**ACTIVITY:** Take from the material every line that contains the word "signal".

**DATASET:**
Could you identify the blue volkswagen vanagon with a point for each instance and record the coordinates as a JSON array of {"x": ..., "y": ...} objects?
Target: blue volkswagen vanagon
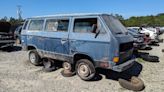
[{"x": 82, "y": 41}]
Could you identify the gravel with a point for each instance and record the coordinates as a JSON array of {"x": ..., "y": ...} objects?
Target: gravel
[{"x": 18, "y": 75}]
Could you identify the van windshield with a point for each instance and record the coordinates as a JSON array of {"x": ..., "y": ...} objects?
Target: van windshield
[{"x": 114, "y": 24}]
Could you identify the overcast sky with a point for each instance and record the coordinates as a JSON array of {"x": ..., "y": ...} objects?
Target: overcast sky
[{"x": 127, "y": 8}]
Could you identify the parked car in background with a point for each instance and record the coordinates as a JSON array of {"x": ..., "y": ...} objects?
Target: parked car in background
[
  {"x": 6, "y": 35},
  {"x": 140, "y": 41},
  {"x": 17, "y": 34},
  {"x": 153, "y": 34},
  {"x": 83, "y": 41}
]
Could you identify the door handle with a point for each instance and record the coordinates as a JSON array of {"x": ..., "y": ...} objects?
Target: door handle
[
  {"x": 73, "y": 41},
  {"x": 63, "y": 41}
]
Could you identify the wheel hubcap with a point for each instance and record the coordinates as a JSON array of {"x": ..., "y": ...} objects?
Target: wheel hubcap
[
  {"x": 83, "y": 70},
  {"x": 32, "y": 58}
]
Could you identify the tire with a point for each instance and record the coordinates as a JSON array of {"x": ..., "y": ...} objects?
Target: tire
[
  {"x": 67, "y": 73},
  {"x": 48, "y": 65},
  {"x": 135, "y": 84},
  {"x": 162, "y": 50},
  {"x": 34, "y": 58},
  {"x": 150, "y": 58},
  {"x": 85, "y": 69}
]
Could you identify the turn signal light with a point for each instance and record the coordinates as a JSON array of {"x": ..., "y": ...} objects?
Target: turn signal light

**EXERCISE OUTPUT:**
Could you identify the turn signal light with a point for each instance and record the coordinates as a JSON array of {"x": ..., "y": ...} objects?
Target: turn signal light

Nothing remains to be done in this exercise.